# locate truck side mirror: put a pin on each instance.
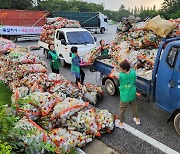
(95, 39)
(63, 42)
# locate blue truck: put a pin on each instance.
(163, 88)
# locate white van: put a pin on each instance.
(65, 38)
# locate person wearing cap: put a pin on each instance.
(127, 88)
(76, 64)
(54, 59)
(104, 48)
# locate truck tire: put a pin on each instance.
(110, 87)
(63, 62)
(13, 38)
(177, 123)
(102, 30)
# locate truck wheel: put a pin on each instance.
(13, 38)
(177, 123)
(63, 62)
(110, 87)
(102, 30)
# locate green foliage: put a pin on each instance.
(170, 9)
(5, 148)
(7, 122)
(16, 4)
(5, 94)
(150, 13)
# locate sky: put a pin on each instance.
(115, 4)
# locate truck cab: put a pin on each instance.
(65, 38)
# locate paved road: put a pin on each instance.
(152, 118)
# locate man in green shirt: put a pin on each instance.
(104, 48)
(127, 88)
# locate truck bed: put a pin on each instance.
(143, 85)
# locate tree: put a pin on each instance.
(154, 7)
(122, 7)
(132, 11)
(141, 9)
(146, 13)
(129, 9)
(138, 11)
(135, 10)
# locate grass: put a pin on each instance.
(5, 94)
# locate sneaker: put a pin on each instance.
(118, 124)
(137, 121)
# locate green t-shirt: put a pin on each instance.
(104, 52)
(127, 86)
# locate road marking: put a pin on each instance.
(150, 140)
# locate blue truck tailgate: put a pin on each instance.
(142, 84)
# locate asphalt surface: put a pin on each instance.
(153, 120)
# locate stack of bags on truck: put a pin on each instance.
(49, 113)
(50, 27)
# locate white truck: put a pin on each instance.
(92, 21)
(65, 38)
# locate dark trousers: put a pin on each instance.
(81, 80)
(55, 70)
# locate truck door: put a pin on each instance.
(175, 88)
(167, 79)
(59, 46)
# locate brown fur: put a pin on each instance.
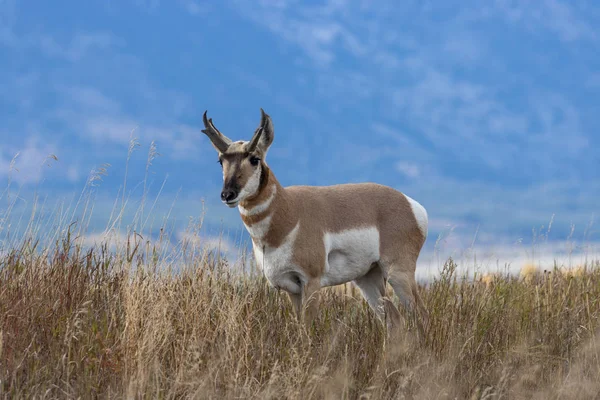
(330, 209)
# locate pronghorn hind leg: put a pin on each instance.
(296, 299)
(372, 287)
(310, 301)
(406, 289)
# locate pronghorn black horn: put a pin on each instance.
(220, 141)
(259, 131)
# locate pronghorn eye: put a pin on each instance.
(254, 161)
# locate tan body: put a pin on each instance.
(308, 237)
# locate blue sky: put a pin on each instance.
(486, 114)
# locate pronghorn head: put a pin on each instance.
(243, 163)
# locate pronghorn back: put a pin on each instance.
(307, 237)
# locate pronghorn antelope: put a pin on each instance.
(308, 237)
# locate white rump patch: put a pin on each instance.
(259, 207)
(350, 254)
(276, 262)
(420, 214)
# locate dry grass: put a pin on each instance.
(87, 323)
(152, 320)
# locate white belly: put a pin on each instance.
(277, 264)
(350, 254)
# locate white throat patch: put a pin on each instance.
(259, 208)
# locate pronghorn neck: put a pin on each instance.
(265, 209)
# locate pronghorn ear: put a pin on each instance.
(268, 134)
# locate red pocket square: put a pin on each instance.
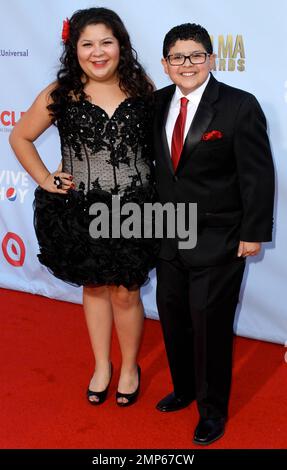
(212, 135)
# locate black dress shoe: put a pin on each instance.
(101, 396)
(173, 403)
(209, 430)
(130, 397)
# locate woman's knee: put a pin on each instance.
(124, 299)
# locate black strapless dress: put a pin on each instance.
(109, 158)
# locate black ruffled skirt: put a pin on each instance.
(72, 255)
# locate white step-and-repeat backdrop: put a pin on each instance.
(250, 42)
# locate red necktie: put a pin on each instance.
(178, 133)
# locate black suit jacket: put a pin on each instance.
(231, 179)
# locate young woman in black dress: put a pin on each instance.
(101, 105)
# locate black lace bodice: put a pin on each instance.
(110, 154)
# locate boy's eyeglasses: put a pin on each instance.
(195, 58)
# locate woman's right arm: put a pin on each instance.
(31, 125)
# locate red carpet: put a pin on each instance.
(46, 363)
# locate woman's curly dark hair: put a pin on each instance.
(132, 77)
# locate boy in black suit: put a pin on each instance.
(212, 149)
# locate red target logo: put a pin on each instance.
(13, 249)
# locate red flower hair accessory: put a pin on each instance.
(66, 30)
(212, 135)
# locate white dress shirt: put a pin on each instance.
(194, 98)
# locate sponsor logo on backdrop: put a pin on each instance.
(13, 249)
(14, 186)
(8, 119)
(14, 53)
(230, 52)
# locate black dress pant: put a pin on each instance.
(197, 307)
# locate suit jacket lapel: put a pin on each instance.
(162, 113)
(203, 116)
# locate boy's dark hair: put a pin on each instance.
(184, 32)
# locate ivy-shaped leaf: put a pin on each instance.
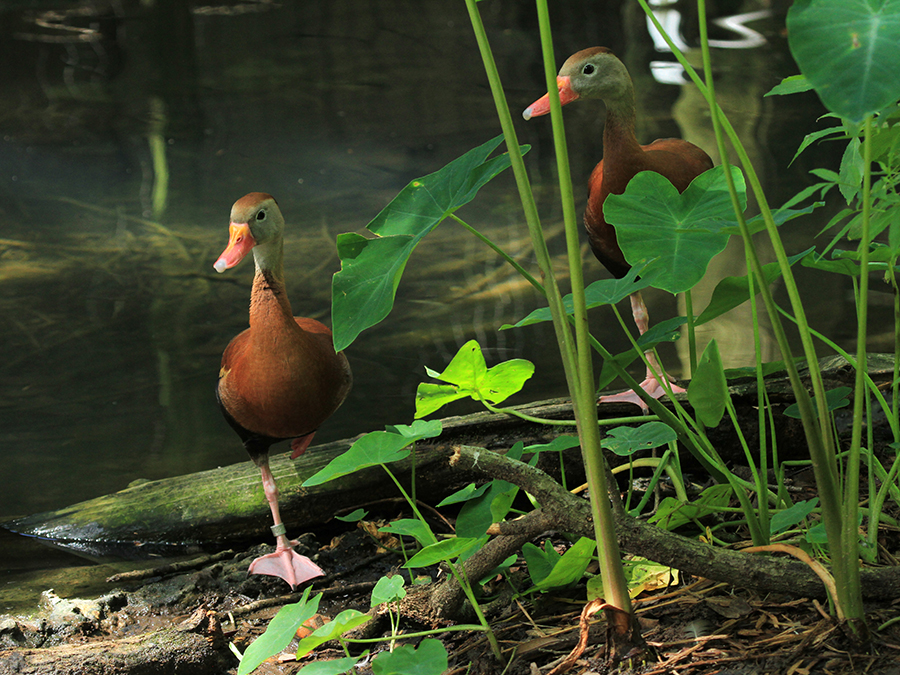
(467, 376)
════════════════════
*EXERCISE DETAILS*.
Set every line down exactly as written, leaving each picture out.

*SOLUTION TO THIS PROBLEM*.
# locate truck side mirror: put a pin on each instance.
(95, 39)
(63, 42)
# locate blue truck: put a pin on each instance.
(163, 88)
# locate white van: put a pin on each instance.
(65, 38)
# locate person wearing cap: put a pin on each instance.
(127, 88)
(76, 64)
(54, 59)
(104, 48)
# locate truck tire: put a pin on each instance.
(110, 87)
(63, 62)
(13, 38)
(177, 123)
(102, 30)
# locate truck wheel: put a pin on each instance.
(13, 38)
(177, 123)
(63, 62)
(110, 87)
(102, 30)
# locate green foliage: put a pin on each instance.
(170, 9)
(5, 148)
(7, 122)
(16, 4)
(5, 94)
(150, 13)
# locate sky: put a pin on each instance.
(115, 4)
# locate truck cab: put a pin on each instance.
(65, 38)
# locate paved road: put a pin on each instance.
(152, 118)
# locate man in green shirt: put a pin on each instance.
(104, 48)
(127, 88)
# locate truck bed: put a pin on each instance.
(143, 85)
# locate tree: put a pin on each instance.
(154, 7)
(122, 7)
(132, 11)
(141, 9)
(146, 13)
(129, 9)
(138, 11)
(135, 10)
# locate grass: put a pin on each instance.
(5, 94)
# locate sneaker: put a pin on each instance.
(118, 124)
(137, 121)
# locate green t-shirt: put a pin on each instance.
(104, 52)
(127, 86)
# locate road marking: put a pin on each instance.
(150, 140)
# locate blue truck tailgate: put a pin on each instance.
(142, 84)
# locate asphalt surface: put a pin on each instance.
(153, 120)
# locate stack of bags on truck: put a pin on each instance.
(49, 113)
(50, 27)
# locate white truck: put a pin on each instance.
(92, 21)
(65, 38)
# locate dark trousers: put a pin on each instance.
(81, 80)
(55, 70)
# locate truck door: put a pin on each instance.
(175, 88)
(167, 79)
(59, 46)
# locate brown fur: put a pin on each instance.
(330, 209)
# locate pronghorn hind leg: put a pin on each instance.
(296, 299)
(372, 287)
(310, 301)
(406, 289)
# locate pronghorn black horn: put a pin on each instance.
(220, 141)
(259, 131)
# locate pronghorn eye: put a pin on each instance.
(254, 161)
# locate tan body: put a pin on each instance.
(308, 237)
# locate blue sky: put a pin on each instance.
(486, 114)
# locate pronghorn head: put a pin on each instance.
(243, 163)
# locate pronghorn back: put a pin on each instance.
(307, 237)
# locate pronghorn antelope: put a pin on each instance.
(308, 237)
# locate white rump patch: put a pin on each instance.
(259, 207)
(350, 254)
(276, 262)
(420, 214)
# locate dry grass: put a pin on each instance.
(87, 323)
(152, 320)
# locate white belly: put a pin on each instance.
(277, 264)
(350, 254)
# locate white throat patch: put a pin on each instance.
(259, 208)
# locate pronghorn neck: put a pin on each instance.
(265, 209)
# locate pronghorn ear: put a pin on each instance.
(268, 134)
# locate red pocket square: put a pin on each instance.
(212, 135)
# locate black dress shoe: put a pin on each instance.
(101, 396)
(173, 403)
(209, 430)
(130, 397)
# locate woman's knee: put a pin on each instance.
(124, 299)
# locate black strapless dress: put a pin on each instance.
(109, 158)
# locate black ruffled skirt: put a pin on each instance.
(72, 255)
# locate white step-and-repeat backdrop: put a pin on each instance.
(250, 42)
# locate red necktie: put a pin on each instance.
(178, 133)
# locate black suit jacket: put a pin on each instance.
(231, 179)
# locate young woman in black dress: put a pin on each instance.
(101, 105)
# locate black lace bodice: put a pin on each instance.
(110, 154)
# locate boy's eyeglasses: put a pin on each instance.
(195, 58)
# locate woman's right arm: put a pin on each instance.
(31, 125)
# locate red carpet: put a pin on each instance.
(46, 363)
# locate woman's curly dark hair: put a pin on each instance.
(132, 77)
# locate boy in black suit: put a pin on each instance.
(212, 149)
# locate red target logo: put a pin on each instance.
(13, 249)
# locate red flower hair accessory: put a pin on each instance.
(66, 30)
(212, 135)
# locate white dress shirt: put a pin on each instance.
(194, 98)
# locate sponsor logo on backdrop: put a pin on each instance.
(13, 249)
(14, 186)
(8, 119)
(14, 53)
(230, 52)
# locate black dress pant: put a pin on each instance.
(197, 307)
# locate suit jacket lapel: put a pin on each instance.
(162, 113)
(203, 116)
# locate boy's dark hair: put a pin on each instance.
(184, 32)
# locate ivy-shaped leaf: put a pin on each instance.
(467, 376)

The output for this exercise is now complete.